Together, the friends came up with the idea to provide the same service Wendy had received free to women who have been affected by cancer. In the last year, they’ve worked with six different families.
“Being moms, being women, we wanted to help women,” Atkinson said. “Our focus is on the woman, whether she’s a caregiver or the one that is actually battling the disease.”
The project hits particularly close to home for Atkinson, who lost her mother to cancer 23 years ago when Atkinson was in high school.
“My sister and I have about 10 or 15 photos collectively that actually have my mom in them,” she said. “We have pictures of the dog and the neighbors and all of our friends and holidays, but she’s not in there.”
In addition to providing photographs to women affected by cancer, The Molly Project seeks to address that problem: the absence of women in family photographs.

RAW DATA:
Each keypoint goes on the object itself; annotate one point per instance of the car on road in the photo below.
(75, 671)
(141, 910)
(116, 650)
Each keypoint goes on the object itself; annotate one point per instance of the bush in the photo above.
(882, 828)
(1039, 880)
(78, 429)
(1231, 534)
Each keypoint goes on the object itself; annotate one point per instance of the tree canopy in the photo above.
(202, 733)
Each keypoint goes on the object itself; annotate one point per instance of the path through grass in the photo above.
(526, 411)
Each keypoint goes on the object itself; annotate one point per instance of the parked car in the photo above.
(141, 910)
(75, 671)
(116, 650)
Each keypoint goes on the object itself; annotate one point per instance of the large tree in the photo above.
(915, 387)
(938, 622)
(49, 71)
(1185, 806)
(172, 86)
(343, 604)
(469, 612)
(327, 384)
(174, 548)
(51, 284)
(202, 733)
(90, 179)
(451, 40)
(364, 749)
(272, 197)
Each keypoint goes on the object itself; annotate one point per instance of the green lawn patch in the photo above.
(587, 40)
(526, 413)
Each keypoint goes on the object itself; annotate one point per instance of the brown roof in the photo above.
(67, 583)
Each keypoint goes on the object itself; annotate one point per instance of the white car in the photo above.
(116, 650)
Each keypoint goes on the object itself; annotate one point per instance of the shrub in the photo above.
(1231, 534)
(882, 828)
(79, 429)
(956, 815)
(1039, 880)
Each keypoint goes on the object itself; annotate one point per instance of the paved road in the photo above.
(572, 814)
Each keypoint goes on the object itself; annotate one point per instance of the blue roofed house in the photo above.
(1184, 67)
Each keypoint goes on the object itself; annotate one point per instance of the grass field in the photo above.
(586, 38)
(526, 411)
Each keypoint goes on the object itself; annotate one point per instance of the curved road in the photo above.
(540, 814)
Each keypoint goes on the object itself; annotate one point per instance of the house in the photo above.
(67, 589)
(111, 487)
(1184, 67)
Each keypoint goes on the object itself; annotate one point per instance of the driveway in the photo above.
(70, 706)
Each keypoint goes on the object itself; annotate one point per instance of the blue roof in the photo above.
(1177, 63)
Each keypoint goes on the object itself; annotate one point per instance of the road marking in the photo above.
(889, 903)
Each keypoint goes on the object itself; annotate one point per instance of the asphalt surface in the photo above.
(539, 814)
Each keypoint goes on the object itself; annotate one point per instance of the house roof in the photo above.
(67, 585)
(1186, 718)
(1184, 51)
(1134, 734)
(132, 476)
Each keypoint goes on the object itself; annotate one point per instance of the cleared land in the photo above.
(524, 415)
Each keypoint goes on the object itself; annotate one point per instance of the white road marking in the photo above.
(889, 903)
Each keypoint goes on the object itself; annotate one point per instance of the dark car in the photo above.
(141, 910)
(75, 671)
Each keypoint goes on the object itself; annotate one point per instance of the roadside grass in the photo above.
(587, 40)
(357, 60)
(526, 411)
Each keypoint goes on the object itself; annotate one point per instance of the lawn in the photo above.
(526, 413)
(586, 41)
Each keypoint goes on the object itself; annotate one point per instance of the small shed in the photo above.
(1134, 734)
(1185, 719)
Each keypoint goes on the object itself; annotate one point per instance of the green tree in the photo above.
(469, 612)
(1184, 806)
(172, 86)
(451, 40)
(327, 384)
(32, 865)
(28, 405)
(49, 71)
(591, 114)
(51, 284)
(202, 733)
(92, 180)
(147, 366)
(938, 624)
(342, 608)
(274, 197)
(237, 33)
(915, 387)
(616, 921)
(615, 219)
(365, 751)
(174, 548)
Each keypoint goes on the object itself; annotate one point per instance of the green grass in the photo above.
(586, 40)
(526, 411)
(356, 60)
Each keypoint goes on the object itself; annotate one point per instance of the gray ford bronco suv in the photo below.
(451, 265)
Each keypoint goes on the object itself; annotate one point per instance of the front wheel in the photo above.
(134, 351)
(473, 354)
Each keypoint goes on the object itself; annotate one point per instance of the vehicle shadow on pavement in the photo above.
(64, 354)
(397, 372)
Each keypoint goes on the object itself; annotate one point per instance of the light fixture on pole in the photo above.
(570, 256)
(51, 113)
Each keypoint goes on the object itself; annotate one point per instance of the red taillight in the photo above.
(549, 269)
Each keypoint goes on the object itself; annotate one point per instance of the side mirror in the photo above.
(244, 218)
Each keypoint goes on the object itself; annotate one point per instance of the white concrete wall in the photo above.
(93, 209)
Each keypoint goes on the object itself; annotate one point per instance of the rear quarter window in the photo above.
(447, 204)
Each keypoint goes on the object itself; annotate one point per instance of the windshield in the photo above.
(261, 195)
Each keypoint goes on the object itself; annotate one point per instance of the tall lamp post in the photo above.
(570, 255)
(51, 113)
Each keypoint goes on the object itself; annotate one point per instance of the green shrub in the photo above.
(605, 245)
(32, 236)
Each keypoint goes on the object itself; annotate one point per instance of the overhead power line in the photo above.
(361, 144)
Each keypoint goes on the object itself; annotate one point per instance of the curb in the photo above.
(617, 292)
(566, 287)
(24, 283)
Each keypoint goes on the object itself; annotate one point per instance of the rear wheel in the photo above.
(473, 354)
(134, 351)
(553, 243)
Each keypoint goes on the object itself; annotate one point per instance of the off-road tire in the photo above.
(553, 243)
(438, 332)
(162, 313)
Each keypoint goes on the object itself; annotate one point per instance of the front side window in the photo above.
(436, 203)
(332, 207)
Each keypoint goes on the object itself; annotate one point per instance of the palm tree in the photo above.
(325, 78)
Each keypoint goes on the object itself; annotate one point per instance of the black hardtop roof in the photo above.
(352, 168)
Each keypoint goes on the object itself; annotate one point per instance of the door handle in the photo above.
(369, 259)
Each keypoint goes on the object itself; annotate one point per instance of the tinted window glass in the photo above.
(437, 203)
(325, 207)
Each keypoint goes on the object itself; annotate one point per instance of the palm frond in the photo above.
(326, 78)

DIRECTIONS:
**A.** In the Molly Project text, how long ago did Atkinson lose her mother to cancer?
**B.** Condense the paragraph of the Molly Project text that begins "Together, the friends came up" into a single shorter sentence that keeps its main facts.
**C.** Reproduce the stretch of the Molly Project text from "In addition to" through "in family photographs.".

RESULTS FOR EACH TASK:
**A.** 23 years ago, when Atkinson was in high school.

**B.** The friends decided to offer women affected by cancer the same free service Wendy had received, and in the last year they have worked with six families.

**C.**
In addition to providing photographs to women affected by cancer, The Molly Project seeks to address that problem: the absence of women in family photographs.